Keeping cleaning carts looking good while reducing the spread of bacteria
The housekeeping cart is an essential tool in a cleaner’s arsenal. These mobile janitorial closets not only provide adequate storage for the supplies needed to stock restrooms and other areas, but they also hold cleaning tools such as mops and microfiber cloths, chemical bottles, mop buckets, and trash and recycling bins.
Since cleaning carts are the most visible piece of equipment that building occupants see — they’re often in plain sight in hallways and doorways — custodial professionals are trained to keep them neat and orderly. A messy cleaning cart portrays a negative perception that not only extends to the custodian, the custodial department, and the cleaning itself, but also to the overall facility’s image.
“The appearance of carts is important in that it is one of the more conspicuous tools that represents a department,” says Scott Spencer, associate director of the Facilities Services Custodial Department at the University of Washington in Seattle. “It’s cleanliness and organization creates an immediate impression on building occupants as to the quality of work a cleaning operation is capable of delivering.”
On the flip side, a dirty cleaning cart can be a cross-contamination risk for a facility. Because they are mobile, cleaning carts can be a breeding ground for bacteria, carrying microorganisms from one room to the next — and in healthcare facilities, they have the potential to be the carriers of superbugs.
“Think of the irony. You’re bringing a cleaning cart into an environment or room to clean it, and the cleaning cart may be making the environment dirty just by being there,” says Keith Schneringer, director of channel marketing and sustainability for WAXIE Sanitary Supply, a jan/san distributor based in San Diego. “Whether it is stuff on the wheels or it’s a mechanism for transferring dirt. It becomes a vehicle for contamination.”

-------------------------

Please copy the stretch of the cleaning-cart article from "Keeping cleaning carts" through "overall facility’s image." word for word.

-------------------------

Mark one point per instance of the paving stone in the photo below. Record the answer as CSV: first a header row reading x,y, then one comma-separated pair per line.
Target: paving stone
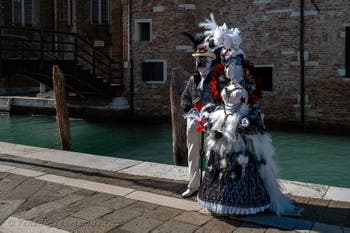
x,y
165,200
333,219
47,207
54,178
347,223
175,227
158,170
3,175
163,213
338,194
303,189
83,160
118,230
25,190
141,224
41,197
274,230
15,225
84,192
69,223
339,208
324,228
318,202
117,202
92,212
10,182
143,206
193,218
281,222
5,168
99,187
122,216
51,217
96,226
88,201
251,228
3,194
17,150
26,172
219,225
7,207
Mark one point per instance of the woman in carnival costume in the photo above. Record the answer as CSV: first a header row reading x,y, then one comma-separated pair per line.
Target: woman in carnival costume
x,y
241,175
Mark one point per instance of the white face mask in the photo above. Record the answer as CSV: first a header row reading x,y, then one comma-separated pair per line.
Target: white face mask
x,y
227,43
204,70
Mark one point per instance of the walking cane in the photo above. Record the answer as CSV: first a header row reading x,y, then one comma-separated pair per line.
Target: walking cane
x,y
201,156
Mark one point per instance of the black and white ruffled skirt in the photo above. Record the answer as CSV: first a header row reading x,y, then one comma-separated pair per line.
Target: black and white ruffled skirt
x,y
233,186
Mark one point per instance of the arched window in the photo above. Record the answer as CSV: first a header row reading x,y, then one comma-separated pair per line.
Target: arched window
x,y
99,11
23,13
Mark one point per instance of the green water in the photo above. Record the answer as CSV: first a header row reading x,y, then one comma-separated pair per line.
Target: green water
x,y
311,158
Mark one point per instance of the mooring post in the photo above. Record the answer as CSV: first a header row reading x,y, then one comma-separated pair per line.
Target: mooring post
x,y
61,107
177,86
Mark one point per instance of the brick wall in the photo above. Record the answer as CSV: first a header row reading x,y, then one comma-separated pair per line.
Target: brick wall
x,y
169,18
270,31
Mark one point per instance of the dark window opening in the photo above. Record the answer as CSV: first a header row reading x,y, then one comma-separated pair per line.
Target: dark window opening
x,y
153,71
347,52
144,31
70,12
22,11
265,74
99,11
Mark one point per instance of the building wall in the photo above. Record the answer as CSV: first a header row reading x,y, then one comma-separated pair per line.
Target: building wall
x,y
53,15
270,31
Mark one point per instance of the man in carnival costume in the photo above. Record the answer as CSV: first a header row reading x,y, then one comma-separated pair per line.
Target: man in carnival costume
x,y
241,175
203,88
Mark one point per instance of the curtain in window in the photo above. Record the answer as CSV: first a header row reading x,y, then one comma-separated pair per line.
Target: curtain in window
x,y
17,12
104,11
28,12
94,11
70,12
23,12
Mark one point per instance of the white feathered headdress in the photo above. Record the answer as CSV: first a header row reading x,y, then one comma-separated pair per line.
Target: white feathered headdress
x,y
234,34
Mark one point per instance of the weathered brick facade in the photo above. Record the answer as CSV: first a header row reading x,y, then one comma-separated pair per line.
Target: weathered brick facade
x,y
270,31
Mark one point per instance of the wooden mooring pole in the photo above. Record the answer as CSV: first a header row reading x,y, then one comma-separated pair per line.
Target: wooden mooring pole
x,y
177,86
59,86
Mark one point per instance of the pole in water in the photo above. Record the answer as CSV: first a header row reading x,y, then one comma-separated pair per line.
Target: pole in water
x,y
202,156
59,85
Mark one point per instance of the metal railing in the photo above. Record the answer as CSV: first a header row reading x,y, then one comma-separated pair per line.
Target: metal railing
x,y
42,45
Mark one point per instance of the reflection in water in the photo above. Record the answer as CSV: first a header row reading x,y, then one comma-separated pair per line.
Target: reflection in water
x,y
304,157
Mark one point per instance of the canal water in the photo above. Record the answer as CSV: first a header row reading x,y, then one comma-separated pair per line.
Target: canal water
x,y
314,158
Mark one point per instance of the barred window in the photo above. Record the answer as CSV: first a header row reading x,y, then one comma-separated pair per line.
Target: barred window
x,y
154,71
143,29
70,12
347,52
265,72
23,13
100,11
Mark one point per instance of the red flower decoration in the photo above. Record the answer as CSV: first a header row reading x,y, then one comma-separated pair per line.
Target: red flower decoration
x,y
201,126
218,71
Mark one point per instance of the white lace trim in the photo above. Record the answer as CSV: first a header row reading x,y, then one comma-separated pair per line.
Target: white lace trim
x,y
224,209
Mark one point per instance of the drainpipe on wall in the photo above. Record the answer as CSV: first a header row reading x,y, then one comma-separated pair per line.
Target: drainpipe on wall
x,y
131,101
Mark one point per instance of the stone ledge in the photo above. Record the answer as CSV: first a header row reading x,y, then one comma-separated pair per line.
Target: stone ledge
x,y
164,171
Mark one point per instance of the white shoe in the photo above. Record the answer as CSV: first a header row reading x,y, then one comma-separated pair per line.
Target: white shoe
x,y
189,192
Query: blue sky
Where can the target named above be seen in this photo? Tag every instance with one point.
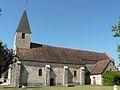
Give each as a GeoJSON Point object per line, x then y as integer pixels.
{"type": "Point", "coordinates": [78, 24]}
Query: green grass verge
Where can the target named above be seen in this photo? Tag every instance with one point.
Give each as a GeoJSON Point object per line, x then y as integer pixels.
{"type": "Point", "coordinates": [65, 88]}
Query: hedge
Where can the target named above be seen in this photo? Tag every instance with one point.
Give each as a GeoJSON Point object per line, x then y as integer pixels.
{"type": "Point", "coordinates": [111, 78]}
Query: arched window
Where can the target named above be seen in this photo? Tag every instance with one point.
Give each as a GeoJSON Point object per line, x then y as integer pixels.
{"type": "Point", "coordinates": [75, 73]}
{"type": "Point", "coordinates": [40, 72]}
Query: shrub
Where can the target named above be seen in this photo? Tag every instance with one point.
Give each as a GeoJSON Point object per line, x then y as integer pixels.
{"type": "Point", "coordinates": [111, 78]}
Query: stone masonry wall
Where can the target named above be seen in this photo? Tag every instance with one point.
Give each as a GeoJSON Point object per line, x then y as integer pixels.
{"type": "Point", "coordinates": [29, 73]}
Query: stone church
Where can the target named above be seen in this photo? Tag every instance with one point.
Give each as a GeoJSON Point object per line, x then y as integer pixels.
{"type": "Point", "coordinates": [44, 65]}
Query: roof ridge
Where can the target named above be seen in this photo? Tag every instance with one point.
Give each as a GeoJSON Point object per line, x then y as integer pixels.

-------------------------

* [Reply]
Keeping cleaning carts looking good while reducing the spread of bacteria
The housekeeping cart is an essential tool in a cleaner’s arsenal. These mobile janitorial closets not only provide adequate storage for the supplies needed to stock restrooms and other areas, but they also hold cleaning tools such as mops and microfiber cloths, chemical bottles, mop buckets, and trash and recycling bins.
Since cleaning carts are the most visible piece of equipment that building occupants see — they’re often in plain sight in hallways and doorways — custodial professionals are trained to keep them neat and orderly. A messy cleaning cart portrays a negative perception that not only extends to the custodian, the custodial department, and the cleaning itself, but also to the overall facility’s image.